Your goal
Pull out each line of the data that includes the word "holder".

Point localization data
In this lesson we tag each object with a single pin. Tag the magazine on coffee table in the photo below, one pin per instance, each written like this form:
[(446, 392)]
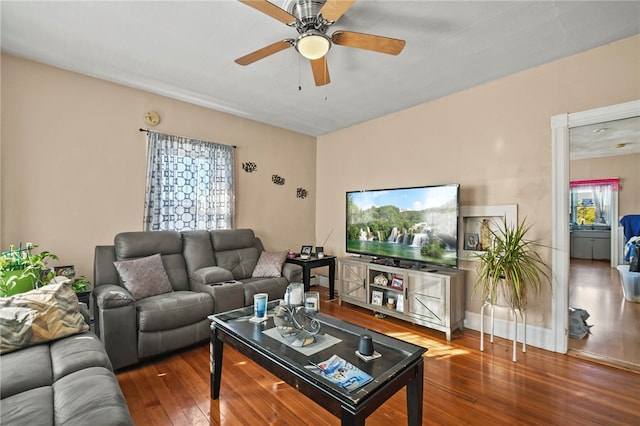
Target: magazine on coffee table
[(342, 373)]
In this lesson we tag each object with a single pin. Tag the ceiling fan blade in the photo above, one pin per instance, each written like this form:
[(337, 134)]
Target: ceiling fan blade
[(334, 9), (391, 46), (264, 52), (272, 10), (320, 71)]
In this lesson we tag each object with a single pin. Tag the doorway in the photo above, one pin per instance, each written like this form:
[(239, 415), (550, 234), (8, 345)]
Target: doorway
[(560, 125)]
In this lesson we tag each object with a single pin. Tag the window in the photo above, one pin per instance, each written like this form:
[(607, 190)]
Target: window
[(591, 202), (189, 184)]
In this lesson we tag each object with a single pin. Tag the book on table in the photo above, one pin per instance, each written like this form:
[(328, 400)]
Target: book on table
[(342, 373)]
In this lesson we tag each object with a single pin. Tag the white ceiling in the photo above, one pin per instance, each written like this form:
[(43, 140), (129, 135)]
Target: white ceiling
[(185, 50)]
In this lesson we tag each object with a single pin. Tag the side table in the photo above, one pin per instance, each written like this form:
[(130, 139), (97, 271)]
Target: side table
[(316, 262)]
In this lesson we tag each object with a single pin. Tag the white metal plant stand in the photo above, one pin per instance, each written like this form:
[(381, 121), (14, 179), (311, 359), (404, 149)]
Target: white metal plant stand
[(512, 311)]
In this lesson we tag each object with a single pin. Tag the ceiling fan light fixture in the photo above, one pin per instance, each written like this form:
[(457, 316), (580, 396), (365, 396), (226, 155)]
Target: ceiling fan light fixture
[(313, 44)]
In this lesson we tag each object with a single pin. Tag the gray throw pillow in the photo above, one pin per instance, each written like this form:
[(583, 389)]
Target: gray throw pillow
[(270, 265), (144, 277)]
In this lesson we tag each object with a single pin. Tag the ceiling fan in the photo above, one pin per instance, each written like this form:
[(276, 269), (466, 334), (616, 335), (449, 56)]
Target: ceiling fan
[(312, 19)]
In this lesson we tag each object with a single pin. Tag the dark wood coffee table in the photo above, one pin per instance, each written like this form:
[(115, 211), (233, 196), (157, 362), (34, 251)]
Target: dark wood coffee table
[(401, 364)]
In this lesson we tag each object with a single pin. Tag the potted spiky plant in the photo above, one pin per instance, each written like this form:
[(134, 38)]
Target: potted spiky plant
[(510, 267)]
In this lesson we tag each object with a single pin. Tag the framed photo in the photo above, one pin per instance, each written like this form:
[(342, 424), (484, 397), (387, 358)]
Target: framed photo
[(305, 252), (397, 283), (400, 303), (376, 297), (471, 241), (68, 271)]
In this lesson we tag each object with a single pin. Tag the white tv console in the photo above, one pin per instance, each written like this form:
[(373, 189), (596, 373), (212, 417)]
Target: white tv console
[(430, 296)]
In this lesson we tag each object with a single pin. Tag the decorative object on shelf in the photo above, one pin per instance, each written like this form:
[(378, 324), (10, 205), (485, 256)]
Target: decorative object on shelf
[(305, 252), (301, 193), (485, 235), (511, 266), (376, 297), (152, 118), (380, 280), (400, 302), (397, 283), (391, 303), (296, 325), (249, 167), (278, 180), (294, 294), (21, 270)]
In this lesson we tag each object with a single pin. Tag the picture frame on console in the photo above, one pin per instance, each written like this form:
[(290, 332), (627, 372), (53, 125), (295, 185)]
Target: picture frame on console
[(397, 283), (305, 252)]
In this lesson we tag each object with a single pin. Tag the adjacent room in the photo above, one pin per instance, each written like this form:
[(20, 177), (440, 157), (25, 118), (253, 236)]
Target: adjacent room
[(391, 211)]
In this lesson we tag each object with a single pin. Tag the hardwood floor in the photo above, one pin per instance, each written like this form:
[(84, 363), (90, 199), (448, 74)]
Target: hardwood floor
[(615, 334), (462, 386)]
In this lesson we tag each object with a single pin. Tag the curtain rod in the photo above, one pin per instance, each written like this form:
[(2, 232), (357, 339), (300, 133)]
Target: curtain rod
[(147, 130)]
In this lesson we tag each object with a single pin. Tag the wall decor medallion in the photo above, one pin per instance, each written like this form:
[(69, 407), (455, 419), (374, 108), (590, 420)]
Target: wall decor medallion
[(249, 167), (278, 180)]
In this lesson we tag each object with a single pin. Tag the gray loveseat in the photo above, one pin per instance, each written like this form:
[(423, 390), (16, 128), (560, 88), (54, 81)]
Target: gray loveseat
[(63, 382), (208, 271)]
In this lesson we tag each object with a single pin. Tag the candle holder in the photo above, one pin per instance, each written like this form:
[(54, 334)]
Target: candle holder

Written response
In this lesson we tag each object with a single pin. Tag the candle holder in the photo above, one pin per instance, each written like this form:
Target: candle holder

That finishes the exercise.